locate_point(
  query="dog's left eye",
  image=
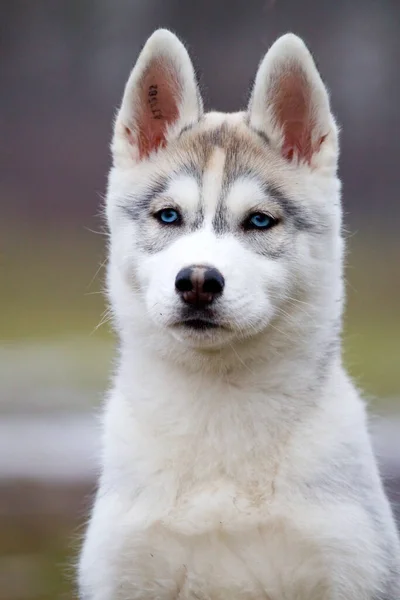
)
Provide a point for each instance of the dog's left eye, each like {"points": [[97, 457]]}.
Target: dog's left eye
{"points": [[259, 221], [168, 216]]}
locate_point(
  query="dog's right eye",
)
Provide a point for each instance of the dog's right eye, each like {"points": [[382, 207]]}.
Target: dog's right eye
{"points": [[168, 216]]}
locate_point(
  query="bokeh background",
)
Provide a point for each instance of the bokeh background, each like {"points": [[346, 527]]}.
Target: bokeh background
{"points": [[63, 66]]}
━━━━━━━━━━━━━━━━
◆ Given exercise
Rewrite all the items above, replacing "instance" with "occurrence" and leaving everything else unchanged. Leave the pictures out.

◆ The answer
locate_point(
  query="dog's left eye",
  image=
)
Provide a point for each occurrence of the dog's left eye, each like {"points": [[97, 457]]}.
Target: dog's left eye
{"points": [[259, 221], [168, 216]]}
locate_point(
  query="dog's right eye",
)
Provide a point for each occurrence of the dog's right eye, each like {"points": [[382, 207]]}.
Target: dog's right eye
{"points": [[168, 216]]}
locate_point(
  query="bokeh background",
)
Provide a point for each occurrence of the bokeh background, each like {"points": [[346, 527]]}.
Target: bokeh background
{"points": [[63, 66]]}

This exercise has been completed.